Objetivos:
A) Na entrevista sobre a ocupação da Rocinha, liste as regiões e os bairros do Rio de Janeiro que José Cláudio Alves cita ao descrever onde fica a favela.
B) Dê continuidade à entrevista sobre a ocupação da Rocinha, começando logo após a última frase apresentada.

Trecho selecionado:
┄┄┄┄┄┄

Entrevista
especial com José Cláudio Alves
“O Rio de Janeiro permite tiro de fuzil em
favela, mas não permite mais tiros de fuzil nas ruas da Zona Sul”, declara José
Cláudio Alves à IHU On-Line, referindo-se à ocupação
da Rocinha nos últimos dias.
Para ele, a ocupação anunciada aconteceu porque a “Rocinha é uma das favelas de
grande expressão no cenário do Rio de Janeiro, porque está na fronteira entre a
área da Zona Sul e a área que vai para a Zona Oeste, para a Barra da Tijuca,
para São Conrado. Atrás da Rocinha também tem a Gávea, então, a favela fica
localizada numa das áreas mais ricas da cidade. Portanto, jamais seria feita
uma ocupação usando a mesma lógica que se utilizou no Alemão”.
Na
avaliação do sociólogo, a Rocinha
é diferente das demais favelas do Rio de Janeiro porque é formada por uma população
nordestina que tem presença muito forte em toda a área da Zona Sul. “A Rocinha
expressa o interesse racial da classe dominante daquela região, que tem
preferência por ter, dentro de seus prédios, pessoas brancas”, aponta.
Para o
sociólogo, a prisão
do traficante Nem é
estratégica, mas ele continuará controlando o tráfico de dentro do presídio.

┄┄┄┄┄┄

Dados exibidos:
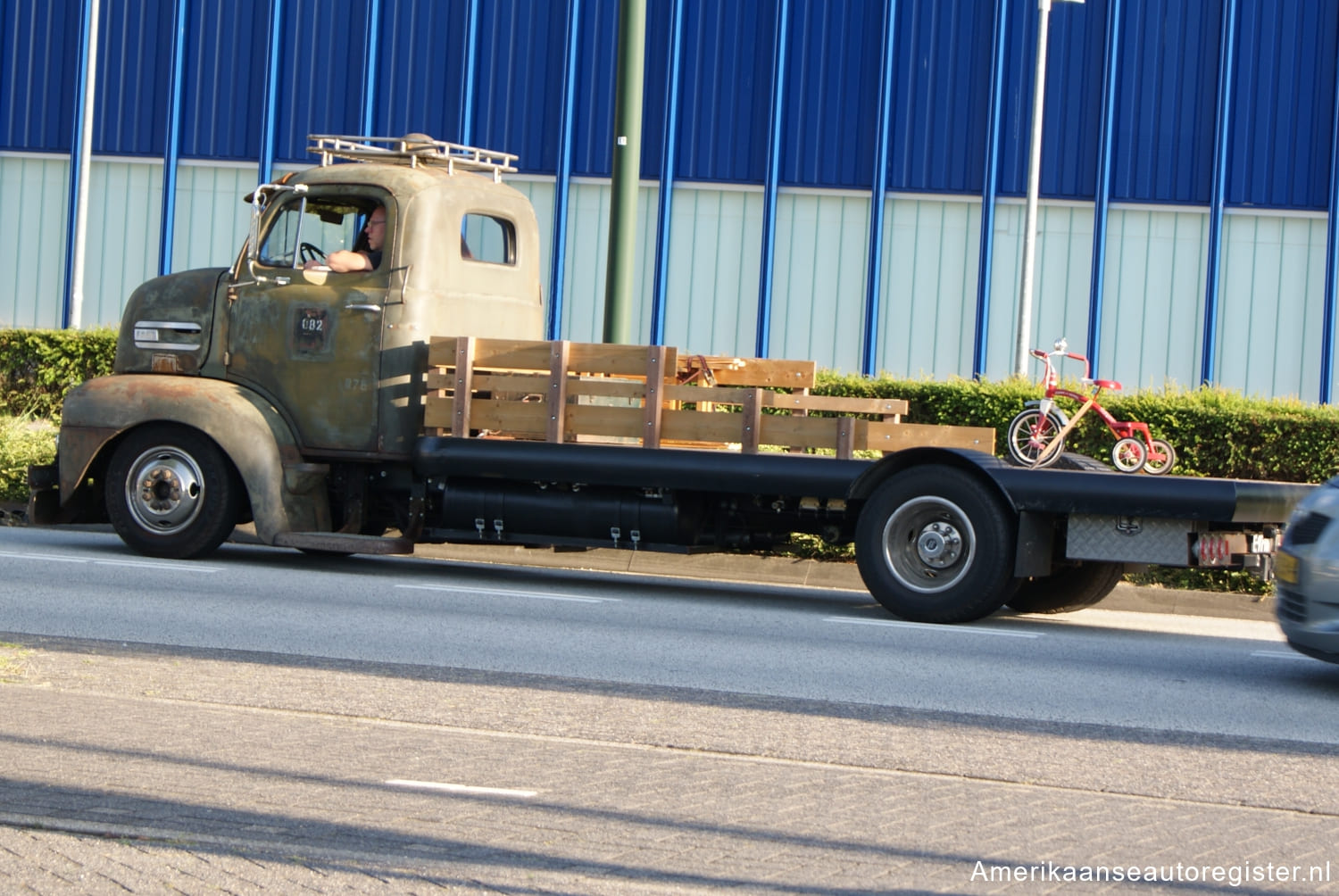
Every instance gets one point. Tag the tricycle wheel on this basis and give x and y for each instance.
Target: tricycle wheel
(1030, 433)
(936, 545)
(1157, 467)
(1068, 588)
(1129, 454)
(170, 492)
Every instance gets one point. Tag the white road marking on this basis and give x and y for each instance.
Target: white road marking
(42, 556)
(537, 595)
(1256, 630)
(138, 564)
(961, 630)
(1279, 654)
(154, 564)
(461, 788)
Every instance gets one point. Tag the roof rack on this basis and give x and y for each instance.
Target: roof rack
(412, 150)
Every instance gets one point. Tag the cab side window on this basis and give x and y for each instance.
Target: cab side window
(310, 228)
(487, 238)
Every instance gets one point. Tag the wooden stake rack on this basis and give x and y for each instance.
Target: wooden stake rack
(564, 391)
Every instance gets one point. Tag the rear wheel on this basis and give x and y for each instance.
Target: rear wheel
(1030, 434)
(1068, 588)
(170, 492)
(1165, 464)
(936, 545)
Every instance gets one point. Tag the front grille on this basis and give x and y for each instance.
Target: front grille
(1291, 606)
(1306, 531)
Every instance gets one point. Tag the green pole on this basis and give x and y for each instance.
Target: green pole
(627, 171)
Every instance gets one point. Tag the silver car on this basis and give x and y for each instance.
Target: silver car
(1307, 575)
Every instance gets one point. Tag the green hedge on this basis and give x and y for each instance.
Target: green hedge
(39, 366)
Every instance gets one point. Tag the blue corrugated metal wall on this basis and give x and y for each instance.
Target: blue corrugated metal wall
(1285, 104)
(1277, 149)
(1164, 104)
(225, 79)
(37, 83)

┄┄┄┄┄┄

Respostas das tarefas:
A) Zona Sul, Zona Oeste, Barra da Tijuca, São Conrado, Gávea

B)
“Ele vai ser penalizado e sabe disso, mas, por outro lado, ele também sabe que
a sua liderança será preservada até porque, para que a estrutura que está
montada na Rocinha se mantenha, é preciso realizar um acordo com ele. A
intenção da polícia agora é ocultar o tráfico de droga, de armas sob um manto
de uma pacificação da polícia”, avalia.
Na
entrevista a seguir, concedida por telefone para a IHU On-Line, Alves questiona a estrutura policial, fala
dos desafios
das UPPs e dos acordos
estabelecidos entre os traficantes e os policiais. E questiona: “O que mudou
nesse país desde 1960? Uma juíza
foi assassinada recentemente e
umdeputado
estadual tem que sair do país para
poder sobreviver”. E responde: “Hoje nós temos uma estrutura democrática,
legítima, eleita, fazendo algo muito mais grave, muito mais intrincado e
percolado do que a ditadura foi capaz de fazer”.
José
Cláudio Souza Alves é graduado em Estudos
Sociais pela Fundação Educacional de Brusque. É mestre em sociologia pela
Pontifícia Universidade Católica do Rio de Janeiro – PUC-Rio e doutor na mesma
área pela Universidade de São Paulo – USP. Atualmente é professor na
Universidade Federal Rural do Rio de Janeiro – UFRRJ.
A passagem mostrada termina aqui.